• _Text excerpt_

I wonder if it will be possible to load scripts into the reader view document.
Currently, it isn’t, so keybinding extensions, which rely on inserting
Keyboard event listeners, don’t work in reader view. I had been prototyping a
custom reader view in Saka Key using Mozilla’s Readability library to work
around this issue.

The Content Security Policy fix is a lifesaver. Saka Key attaches hint
elements to the DOM and attaches a script tag to load common styles/fonts.
Sites with the policy style-src: self (like crates.io) block script tags,
which breaks hint styling and positioning.

------
crispinb
The lack of configurable keyboard shortcuts for extensions is what stops me
continuing to use Firefox each time I try it. I have yet to find a usable
Pinboard extension, for example.

Is this an extensions API limitation or is not using the keyboard part of FF
norms/culture? Even much built-in functionality (like save to Pocket) is
mouse-only.

------
YSFEJ4SWJUVU6
Well isn't it just great to have a new Theme API, never even knew I missed
that. And a Reader Mode API, I'm sure I'll love that too even though I've
never even used that mode.

• _Task requirements_
1. From the forum thread on Firefox extensions, copy word for word the stretch from "Sites with the" through "extension, for example.".
2. Carry on the forum thread on Firefox extensions from its final sentence.
The listing that follows comes from a separate source and has no connection to the forum thread on Firefox extensions.

• _Supplied information_

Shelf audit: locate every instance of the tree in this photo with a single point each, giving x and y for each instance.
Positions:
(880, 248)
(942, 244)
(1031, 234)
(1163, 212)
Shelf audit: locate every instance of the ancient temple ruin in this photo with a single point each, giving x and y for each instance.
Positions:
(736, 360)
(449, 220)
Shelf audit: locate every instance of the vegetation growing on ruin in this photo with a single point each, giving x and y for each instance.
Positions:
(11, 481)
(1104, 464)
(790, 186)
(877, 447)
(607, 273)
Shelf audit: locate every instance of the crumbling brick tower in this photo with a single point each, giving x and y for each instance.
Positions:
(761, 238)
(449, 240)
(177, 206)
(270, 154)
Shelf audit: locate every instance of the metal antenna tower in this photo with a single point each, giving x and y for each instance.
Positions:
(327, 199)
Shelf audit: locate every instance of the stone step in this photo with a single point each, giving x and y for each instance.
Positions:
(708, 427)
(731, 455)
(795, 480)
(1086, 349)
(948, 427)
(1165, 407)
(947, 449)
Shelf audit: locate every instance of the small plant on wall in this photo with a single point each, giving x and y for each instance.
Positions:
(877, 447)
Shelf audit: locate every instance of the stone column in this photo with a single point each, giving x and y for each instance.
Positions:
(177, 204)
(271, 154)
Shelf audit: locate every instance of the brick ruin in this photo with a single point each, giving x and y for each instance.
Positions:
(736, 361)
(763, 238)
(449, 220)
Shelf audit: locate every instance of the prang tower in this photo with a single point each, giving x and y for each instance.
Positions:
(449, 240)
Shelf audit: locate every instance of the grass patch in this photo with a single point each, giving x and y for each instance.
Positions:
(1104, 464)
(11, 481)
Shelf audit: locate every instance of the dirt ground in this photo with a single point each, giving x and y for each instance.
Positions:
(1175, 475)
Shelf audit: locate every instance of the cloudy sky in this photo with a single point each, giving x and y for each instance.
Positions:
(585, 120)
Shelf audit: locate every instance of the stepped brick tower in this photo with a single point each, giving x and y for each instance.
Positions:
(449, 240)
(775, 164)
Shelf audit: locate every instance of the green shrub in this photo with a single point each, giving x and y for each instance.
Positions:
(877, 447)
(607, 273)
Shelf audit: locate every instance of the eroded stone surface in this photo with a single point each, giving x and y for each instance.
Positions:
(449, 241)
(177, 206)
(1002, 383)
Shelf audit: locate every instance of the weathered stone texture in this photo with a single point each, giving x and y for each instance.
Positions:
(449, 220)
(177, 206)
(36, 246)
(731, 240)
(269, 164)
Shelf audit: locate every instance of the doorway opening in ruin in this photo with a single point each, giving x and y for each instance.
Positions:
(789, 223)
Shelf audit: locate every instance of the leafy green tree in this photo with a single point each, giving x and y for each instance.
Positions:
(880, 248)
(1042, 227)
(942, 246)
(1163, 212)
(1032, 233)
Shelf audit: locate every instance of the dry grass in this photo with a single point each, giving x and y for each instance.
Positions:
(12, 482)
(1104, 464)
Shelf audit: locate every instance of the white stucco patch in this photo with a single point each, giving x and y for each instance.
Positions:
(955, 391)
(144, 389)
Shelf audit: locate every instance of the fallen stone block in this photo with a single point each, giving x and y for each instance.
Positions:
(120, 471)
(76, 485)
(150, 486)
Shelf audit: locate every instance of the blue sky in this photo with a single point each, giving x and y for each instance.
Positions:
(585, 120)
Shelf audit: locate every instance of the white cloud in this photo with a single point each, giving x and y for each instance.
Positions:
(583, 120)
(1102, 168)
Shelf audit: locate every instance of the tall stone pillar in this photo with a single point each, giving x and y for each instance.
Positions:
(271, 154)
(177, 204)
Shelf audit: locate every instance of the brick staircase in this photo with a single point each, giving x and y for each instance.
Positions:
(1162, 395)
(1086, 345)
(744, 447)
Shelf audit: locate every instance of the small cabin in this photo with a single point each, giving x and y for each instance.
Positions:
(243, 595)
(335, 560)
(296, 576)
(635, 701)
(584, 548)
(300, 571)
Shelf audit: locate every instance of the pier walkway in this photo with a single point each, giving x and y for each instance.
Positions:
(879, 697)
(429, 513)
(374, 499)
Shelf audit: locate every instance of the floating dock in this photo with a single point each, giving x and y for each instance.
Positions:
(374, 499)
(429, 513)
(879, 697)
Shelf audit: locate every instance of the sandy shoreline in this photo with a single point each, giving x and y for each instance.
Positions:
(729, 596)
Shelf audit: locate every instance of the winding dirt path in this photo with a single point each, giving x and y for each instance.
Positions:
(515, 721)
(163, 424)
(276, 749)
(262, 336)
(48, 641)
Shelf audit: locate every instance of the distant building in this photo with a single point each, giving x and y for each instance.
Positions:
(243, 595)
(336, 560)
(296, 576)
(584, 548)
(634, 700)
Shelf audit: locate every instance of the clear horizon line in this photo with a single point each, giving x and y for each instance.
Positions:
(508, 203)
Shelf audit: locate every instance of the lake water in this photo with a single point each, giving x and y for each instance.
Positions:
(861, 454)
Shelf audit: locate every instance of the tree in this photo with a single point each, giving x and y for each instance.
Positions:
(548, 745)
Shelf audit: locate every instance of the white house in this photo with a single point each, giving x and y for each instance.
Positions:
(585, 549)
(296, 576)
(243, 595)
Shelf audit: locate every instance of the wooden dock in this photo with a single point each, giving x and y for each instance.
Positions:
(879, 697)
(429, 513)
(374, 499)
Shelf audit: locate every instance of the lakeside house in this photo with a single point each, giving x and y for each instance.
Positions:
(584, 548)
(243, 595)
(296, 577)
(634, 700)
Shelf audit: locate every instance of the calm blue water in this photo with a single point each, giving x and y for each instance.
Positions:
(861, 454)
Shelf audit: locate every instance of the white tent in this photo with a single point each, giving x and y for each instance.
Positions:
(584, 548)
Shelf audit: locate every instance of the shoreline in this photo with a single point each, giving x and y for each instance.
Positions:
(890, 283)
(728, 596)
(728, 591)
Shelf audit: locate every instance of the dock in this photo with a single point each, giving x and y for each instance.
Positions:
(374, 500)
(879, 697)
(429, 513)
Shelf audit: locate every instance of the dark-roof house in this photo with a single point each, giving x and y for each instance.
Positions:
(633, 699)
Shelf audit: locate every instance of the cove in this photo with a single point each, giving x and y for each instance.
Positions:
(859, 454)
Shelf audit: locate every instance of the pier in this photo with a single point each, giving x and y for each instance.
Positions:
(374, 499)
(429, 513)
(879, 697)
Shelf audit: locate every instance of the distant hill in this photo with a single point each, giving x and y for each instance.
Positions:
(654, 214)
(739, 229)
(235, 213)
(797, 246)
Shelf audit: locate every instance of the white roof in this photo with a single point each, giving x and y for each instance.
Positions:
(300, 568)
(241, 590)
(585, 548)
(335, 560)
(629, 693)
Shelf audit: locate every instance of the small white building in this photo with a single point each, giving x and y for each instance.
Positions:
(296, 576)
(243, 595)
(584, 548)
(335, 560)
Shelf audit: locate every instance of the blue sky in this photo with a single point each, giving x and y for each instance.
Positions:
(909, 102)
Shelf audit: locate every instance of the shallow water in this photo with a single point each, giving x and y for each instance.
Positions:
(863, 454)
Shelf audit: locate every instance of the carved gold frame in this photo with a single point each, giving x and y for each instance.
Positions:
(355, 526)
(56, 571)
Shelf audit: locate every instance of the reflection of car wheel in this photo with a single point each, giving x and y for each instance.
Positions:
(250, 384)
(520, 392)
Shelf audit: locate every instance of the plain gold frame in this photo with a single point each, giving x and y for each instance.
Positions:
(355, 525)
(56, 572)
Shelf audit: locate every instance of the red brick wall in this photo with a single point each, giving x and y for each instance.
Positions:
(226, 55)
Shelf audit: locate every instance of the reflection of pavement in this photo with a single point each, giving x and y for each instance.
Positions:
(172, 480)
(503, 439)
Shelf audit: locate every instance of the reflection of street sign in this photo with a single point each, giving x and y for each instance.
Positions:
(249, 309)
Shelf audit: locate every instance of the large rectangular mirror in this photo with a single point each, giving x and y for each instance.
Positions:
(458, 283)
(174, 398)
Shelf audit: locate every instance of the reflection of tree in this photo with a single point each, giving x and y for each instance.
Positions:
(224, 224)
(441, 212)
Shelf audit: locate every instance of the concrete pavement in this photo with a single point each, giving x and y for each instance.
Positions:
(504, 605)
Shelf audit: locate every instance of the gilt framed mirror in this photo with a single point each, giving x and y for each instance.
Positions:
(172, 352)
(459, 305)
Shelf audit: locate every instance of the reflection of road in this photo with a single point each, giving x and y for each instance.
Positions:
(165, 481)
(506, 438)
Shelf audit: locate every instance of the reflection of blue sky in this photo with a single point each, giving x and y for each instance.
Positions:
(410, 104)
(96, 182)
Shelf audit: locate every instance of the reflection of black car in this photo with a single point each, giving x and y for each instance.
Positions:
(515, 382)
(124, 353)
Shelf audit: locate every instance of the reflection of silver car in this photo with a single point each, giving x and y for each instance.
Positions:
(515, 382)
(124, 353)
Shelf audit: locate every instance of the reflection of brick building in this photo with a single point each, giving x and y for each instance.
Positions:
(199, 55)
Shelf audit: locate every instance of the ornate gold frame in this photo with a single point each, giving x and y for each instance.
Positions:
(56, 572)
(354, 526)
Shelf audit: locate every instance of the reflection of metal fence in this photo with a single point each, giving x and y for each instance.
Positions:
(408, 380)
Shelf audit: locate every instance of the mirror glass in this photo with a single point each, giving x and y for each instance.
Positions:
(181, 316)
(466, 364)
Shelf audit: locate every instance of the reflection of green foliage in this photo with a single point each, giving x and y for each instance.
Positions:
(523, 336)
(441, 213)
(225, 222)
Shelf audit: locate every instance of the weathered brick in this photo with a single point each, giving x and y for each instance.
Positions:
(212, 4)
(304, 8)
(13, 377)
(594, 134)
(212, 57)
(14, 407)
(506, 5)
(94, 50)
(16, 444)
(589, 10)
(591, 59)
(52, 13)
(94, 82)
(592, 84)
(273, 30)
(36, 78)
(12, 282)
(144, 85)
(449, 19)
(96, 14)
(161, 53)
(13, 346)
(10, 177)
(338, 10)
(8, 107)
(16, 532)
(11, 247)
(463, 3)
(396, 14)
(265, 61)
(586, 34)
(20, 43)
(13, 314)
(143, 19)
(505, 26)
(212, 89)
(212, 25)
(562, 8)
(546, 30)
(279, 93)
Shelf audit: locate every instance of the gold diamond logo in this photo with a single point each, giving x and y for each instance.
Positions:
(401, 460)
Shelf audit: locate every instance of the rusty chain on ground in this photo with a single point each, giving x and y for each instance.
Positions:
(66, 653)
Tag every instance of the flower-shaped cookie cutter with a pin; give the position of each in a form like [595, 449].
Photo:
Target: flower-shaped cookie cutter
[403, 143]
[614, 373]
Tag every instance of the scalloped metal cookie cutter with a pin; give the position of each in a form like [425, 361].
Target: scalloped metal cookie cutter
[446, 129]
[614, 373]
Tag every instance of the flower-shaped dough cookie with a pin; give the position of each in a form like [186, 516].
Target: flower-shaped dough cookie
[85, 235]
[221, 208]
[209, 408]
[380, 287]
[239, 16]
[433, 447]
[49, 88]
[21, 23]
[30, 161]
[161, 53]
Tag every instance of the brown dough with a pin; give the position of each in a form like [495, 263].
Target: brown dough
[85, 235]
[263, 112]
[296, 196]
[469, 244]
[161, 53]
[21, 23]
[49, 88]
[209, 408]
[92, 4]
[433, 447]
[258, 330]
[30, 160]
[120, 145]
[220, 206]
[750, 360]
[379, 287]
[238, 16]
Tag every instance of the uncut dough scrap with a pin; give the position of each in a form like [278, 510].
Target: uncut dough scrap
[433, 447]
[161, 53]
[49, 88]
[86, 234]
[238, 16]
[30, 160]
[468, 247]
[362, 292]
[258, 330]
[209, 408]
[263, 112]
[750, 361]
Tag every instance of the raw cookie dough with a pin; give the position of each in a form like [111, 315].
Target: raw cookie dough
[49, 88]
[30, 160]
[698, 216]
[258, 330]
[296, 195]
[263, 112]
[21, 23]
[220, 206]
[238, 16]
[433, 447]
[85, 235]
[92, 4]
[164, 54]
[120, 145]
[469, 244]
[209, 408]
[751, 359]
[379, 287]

• _Answers per task_
1.
Sites with the policy style-src: self (like crates.io) block script tags,
which breaks hint styling and positioning.

------
crispinb
The lack of configurable keyboard shortcuts for extensions is what stops me
continuing to use Firefox each time I try it. I have yet to find a usable
Pinboard extension, for example.

2.
Glad they got rid of the old extension system now that the new one is so
feature complete. I mean who needs spellchecker API anyway, if you miss
spellchecking in your language, you can always start writing in another
language, no? Perhaps they could introduce a Pocket API to compensate?

------
eb0la
Just when I thought FF57 was great. Now switching to Nightly :D

------
TimTheTinker
All the recent developments are really great. I’m just waiting for:

\- Workspace support in DevTools (i.e. unify localhost-loaded resources with
an on-disk workspace to enable updating JS & CSS without reloading, editing
and saving files from DevTools, etc.)

\- queryObjects console API method (from Chrome)

\- alternate DevTools themes

If/when those land I’ll likely go back to using FireFox as my primary
development browser (been developing on Chrome since 2009).

------
frading
The tabs.Tab.isArticle does not seem to be in chrome. Anyone know how they
detect if a page is an article or not?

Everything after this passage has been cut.